:: Record extracts ::

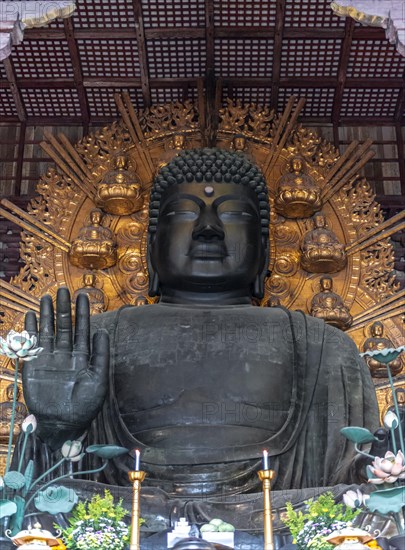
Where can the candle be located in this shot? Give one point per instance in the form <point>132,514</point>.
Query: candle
<point>265,459</point>
<point>137,460</point>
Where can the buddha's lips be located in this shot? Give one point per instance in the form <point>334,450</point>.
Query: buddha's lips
<point>208,251</point>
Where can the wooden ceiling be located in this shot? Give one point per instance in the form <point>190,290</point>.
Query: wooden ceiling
<point>263,50</point>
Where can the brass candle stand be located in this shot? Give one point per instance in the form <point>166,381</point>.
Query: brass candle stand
<point>265,477</point>
<point>136,477</point>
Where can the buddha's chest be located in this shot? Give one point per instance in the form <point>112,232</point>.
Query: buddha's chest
<point>181,358</point>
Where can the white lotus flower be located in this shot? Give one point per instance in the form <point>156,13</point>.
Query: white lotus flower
<point>72,450</point>
<point>354,499</point>
<point>19,345</point>
<point>30,424</point>
<point>391,420</point>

:: Exercise requirements ::
Recast every line of the listing above as a JSON list of strings, one string per line, skipping blank lines. Leave the pictures out.

:: Complete output ::
[
  "Where can the candle be located in this shot? Give one point per instance in the form <point>132,514</point>.",
  "Query: candle",
  "<point>265,459</point>",
  "<point>137,460</point>",
  "Where can the buddha's lips be located in this shot? Give one point per instance in the form <point>334,450</point>.",
  "Query: buddha's lips",
  "<point>208,251</point>",
  "Where can the wooden ceiling be located in this shot? Give one point per instance in the form <point>190,290</point>.",
  "Query: wooden ceiling",
  "<point>263,50</point>",
  "Where can the brass candle stand be located in this shot? Give one point per instance in the form <point>166,381</point>.",
  "Query: brass candle stand",
  "<point>265,477</point>",
  "<point>136,477</point>",
  "Where can the buddha's chest be located in this shot? Give one point per instance in the form <point>112,232</point>.",
  "Query: buddha's chest",
  "<point>181,358</point>",
  "Where can the white lotus flower be located in this shot? Give one point per instance in the form <point>156,13</point>.",
  "Query: white lotus flower",
  "<point>72,450</point>",
  "<point>354,499</point>",
  "<point>19,345</point>",
  "<point>30,424</point>",
  "<point>391,420</point>"
]